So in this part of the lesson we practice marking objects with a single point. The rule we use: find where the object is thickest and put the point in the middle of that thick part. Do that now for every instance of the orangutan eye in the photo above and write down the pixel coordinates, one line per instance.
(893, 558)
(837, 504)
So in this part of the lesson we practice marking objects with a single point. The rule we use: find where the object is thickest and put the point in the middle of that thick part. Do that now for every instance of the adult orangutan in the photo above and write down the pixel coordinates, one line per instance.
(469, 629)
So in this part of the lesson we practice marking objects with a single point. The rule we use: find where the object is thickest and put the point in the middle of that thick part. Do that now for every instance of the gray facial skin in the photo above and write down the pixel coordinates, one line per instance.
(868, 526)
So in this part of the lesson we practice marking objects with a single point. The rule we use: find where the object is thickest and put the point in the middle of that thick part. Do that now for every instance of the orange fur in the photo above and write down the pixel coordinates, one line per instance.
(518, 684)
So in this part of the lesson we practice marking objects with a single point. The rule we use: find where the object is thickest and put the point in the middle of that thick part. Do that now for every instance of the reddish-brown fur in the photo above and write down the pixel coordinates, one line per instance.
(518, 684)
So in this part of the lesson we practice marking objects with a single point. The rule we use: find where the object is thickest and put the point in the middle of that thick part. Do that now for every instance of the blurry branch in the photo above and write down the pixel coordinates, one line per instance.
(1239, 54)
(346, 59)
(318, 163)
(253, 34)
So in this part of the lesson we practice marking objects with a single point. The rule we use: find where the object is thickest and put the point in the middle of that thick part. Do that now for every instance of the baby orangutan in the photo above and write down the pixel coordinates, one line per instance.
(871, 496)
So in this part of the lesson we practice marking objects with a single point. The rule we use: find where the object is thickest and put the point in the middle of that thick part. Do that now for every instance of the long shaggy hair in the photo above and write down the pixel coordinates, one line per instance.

→ **Exercise goal**: Present all of the material above as a numbered list, one line per item, with any blank lines left out.

→ **Result for this exercise**:
1. So in this part of the lesson we practice marking objects with a single point. The rule we use: find where the object is thickest and put the point in the middle of that thick part. Do that now for every instance of the orangutan eye in the photo above and write down the pixel coordinates, one line per instance.
2. (893, 558)
3. (837, 504)
4. So in this part of the lesson we practice marking objects with a single point. The rule we use: find where the object is thickest and put the point in the middle of that thick part. Do that now for every instance of the adult orangutan in the photo above and write down the pixel coordinates, one line per instance.
5. (469, 629)
6. So in this part of the lesson we practice marking objects with a single point. The rule we use: find where the object is thickest and put the point in the middle of that thick part. Do that now for every instance of the gray facial skin in the photo above and write down the pixel coordinates, one line per instance.
7. (868, 526)
8. So in this part of the lesson we practice marking objects with a single point. The rule we use: find where the object is thickest and put the point in the middle of that thick part. Do that now for every instance of the orange fur in the photo above and write down the pixel coordinates, one line per instance.
9. (518, 684)
10. So in this part of the lesson we practice marking objects with a single point. The rule we use: find where the object is thickest and put the point in the middle of that thick part. Do that now for every instance of the reddish-brown fur in the photo above and write down the pixel coordinates, one line per instance.
11. (518, 684)
12. So in this part of the lesson we practice marking objects with a single point. The rule we use: find where the object is thickest and put the point in the middle of that thick part. Do that now for every instance of the blurry branch in the photo above and write down the pixel coordinates, one line per instance.
13. (1239, 54)
14. (346, 59)
15. (318, 163)
16. (253, 34)
17. So in this part of the lesson we practice marking objects with a single point. The rule we use: find where the object is thickest and put the point in the middle of that thick part. Do that now for every instance of the baby orangutan in the photo above and write down the pixel coordinates, one line per instance.
18. (871, 496)
19. So in this part of the lesson we practice marking objects with a single point. The rule we use: find where the object is thickest and put the point in the middle of that thick part. Do that now for every instance of the long shaggy hair in the photo above and write down the pixel coordinates, one line per instance.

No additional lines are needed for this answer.